■ 作業内容 ■
寄生虫についての文章のうち、「このゴロは、とある寄生虫の一」から始まり「活史を少し詳しく見てみよう。」で終わる部分を、「槍形吸虫」を「ランセット吸虫」に置き換えて書き直してください。

■ 文書の抜粋 ■
SNAIL

 

職業柄、カタツムリやナメクジを加熱することがある。

熱した個体から立ちのぼるのは、浜焼きのすごくいい香り。

そのとき僕は「彼らは間違いなく貝だ」と実感する。

寄生虫を研究している僕なりに、好きな陸貝の話をしてみたい。

誰にとってもたのしい陸貝入門になるのかどうかはわからないけれど。



著者プロフィール
脇 司(わき・つかさ)

1983年生まれ。2014年東京大学農学生命研究科修了。博士(農学)。日本学術振興会特別研究員、済州大学校博士研究員、2015年公益財団法人目黒寄生虫館研究員を経て、2019年から東邦大学理学部生命圏環境科学科講師。貝類の寄生生物を研究中。フィールドで見つけた貝をコレクションしている。

 

寄生虫を研究している僕が
カタツムリとナメクジについて
語りたいときに語ること

第18話

オオケマイマイの意外な一面

 文と写真 脇 司


アリの蛍狩り

「ありさんが、槍をふりふり、蛍狩り」
これは、漫画『動物のお医者さん』に出てくる語呂合わせだ。
このゴロは、とある寄生虫の一生(生活史という)を覚えるため、獣医を目指す人によって実際に使われている。その寄生虫の名は「槍形吸虫」。成虫の形が槍の刀身に似ていることが名前の由来となっている(図1)。
この成虫は、ニホンジカやウシなどの反芻動物の肝臓に寄生する。肝臓に多少ついているくらいでは病害性はあまりないが、重篤感染すると宿主に対して害をなすため、畜産上重要な寄生虫の一つとなっている。そしてこの寄生虫は、その一生の中でヤマボタルガイ(山蛍貝)というカタツムリとアリを経由して反芻動物に寄生することで知られる。

図1. 槍形吸虫の成虫。体長2cmほど。体はとても柔らかい。

カタツムリを利用した不思議な生活史

さて、この寄生虫がカタツムリとどうかかわっているか、槍形吸虫の生活史を少し詳しく見てみよう。

■ 確認用データ ■
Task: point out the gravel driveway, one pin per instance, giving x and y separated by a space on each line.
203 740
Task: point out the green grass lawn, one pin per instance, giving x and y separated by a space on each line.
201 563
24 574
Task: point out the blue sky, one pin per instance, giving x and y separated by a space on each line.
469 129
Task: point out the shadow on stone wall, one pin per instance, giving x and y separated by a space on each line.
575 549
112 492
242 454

■ この作業の解答 ■
このゴロは、とある寄生虫の一生(生活史という)を覚えるため、獣医を目指す人によって実際に使われている。その寄生虫の名は「ランセット吸虫」。成虫の形が槍の刀身に似ていることが名前の由来となっている(図1)。
この成虫は、ニホンジカやウシなどの反芻動物の肝臓に寄生する。肝臓に多少ついているくらいでは病害性はあまりないが、重篤感染すると宿主に対して害をなすため、畜産上重要な寄生虫の一つとなっている。そしてこの寄生虫は、その一生の中でヤマボタルガイ(山蛍貝)というカタツムリとアリを経由して反芻動物に寄生することで知られる。

図1. ランセット吸虫の成虫。体長2cmほど。体はとても柔らかい。

カタツムリを利用した不思議な生活史

さて、この寄生虫がカタツムリとどうかかわっているか、ランセット吸虫の生活史を少し詳しく見てみよう。